_Passage shown_.
________________________

I also started getting our team entered in small school meets that provided varsity competitive opportunities for our freshmen and sophomores that they wouldn't get otherwise and that really paid of with quality depth in our program. That first year we entered two small school meets at Colorado D & B and won them both. We really found some talent because of those opportunities.

Additionally we won the 20 team Canon City Invitational and we won the 12 team Region with 112 points, Rampart was 2nd with 109. Remember the girl who I said was a sprinter as a freshman who we convinced to become a thrower after preseason testing? She won the District championship in the discus as a junior this year. 

This was also the year when I made it clear numerous times that while they could always challenge for spots in individual events if they felt that they could beat someone on the team, all relay decisions were and always would be mine. This idea will be revisited in future posts.  

It was a good start to my years as head coach at Sierra High School.

________________________

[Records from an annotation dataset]
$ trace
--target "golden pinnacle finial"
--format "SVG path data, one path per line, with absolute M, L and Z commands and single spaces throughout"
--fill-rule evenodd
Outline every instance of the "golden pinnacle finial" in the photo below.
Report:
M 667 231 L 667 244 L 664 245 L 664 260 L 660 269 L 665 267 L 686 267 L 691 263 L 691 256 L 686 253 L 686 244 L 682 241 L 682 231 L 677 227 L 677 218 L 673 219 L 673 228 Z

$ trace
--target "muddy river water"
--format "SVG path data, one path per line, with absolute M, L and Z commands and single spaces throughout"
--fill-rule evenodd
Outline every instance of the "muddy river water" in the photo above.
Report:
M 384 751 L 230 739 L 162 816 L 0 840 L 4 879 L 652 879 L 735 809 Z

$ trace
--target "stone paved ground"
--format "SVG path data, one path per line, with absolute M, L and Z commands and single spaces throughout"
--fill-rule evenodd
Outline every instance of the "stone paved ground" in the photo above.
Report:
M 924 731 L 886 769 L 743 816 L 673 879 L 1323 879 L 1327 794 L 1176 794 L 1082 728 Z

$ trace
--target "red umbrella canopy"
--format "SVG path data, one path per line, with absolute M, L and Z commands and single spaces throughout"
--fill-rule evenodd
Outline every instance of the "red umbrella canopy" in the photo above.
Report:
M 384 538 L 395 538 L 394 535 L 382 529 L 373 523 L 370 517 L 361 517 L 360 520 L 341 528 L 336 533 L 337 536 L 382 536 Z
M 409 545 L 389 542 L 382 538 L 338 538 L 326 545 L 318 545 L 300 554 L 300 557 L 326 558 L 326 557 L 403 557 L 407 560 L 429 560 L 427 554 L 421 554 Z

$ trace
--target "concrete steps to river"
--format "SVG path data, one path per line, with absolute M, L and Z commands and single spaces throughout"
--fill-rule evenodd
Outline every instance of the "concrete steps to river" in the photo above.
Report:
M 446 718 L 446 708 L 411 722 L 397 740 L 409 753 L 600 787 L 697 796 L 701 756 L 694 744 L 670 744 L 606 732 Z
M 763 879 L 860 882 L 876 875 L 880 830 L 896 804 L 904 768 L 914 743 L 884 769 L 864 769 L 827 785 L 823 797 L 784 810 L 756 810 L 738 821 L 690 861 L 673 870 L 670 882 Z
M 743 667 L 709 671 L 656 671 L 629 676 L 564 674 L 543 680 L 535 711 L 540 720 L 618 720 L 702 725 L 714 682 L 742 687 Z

________________________

_Exercise instructions_.
a. Summarize the passage about the coaching season in two sentences.
b. Carry on the passage about the coaching season from the point where it stops.

_Per-task answers_.
a. In the first year as head coach at Sierra High School, the writer entered the team in small school meets that gave freshmen and sophomores varsity chances they would not otherwise get, which built quality depth, and the team won both meets it entered at Colorado D & B. The team also won the 20 team Canon City Invitational and the 12 team Region with 112 points, a sprinter who had been turned into a thrower won the District discus championship as a junior, and the coach repeatedly made clear that athletes could challenge for spots in individual events but that all relay decisions belonged to the coach.

b.
Tuesday, December 8, 2015

Coaching Philosophy - 1986 - 1987

In the early 1980s I took a coaching class at New Mexico Junior College. It was "Scientific Foundations of Coaching" and was taught by a the women's basketball coach at the college. One of the first assignments we were given was to write a coaching philosophy. I was reading that philosophy paper as I was researching for this blog and it amazes me how little my philosophy changed throughout my career. Here word for word is that paper:

It has been said by many people in many different ways that, 'there is no better laboratory for the lessons of life than the world of athletics'. Because of this, I think that we as coaches should do all that we can to see that the maximum number of young people are given the opportunity to participate. In order to do this, we must actively recruit athletes by encouraging them to be a part of a program, if not yours, then someone elses. Time and time again, I've heard coaches say, "I'm not begging them to come out, if they don't want to play that's their problem". I don't think it's 'begging', I think that it's a prerequisite of good coaching.

The success or failure of any program depends upon the athletes you have to work with, so obviously the more you have in the program the greater the potential for success. Also, the more athletes in your program, the more opportunities for you to influence the lives of young people. For these reasons, I feel that all coaches are negligent if they do not actively seek to involve as many people as possible.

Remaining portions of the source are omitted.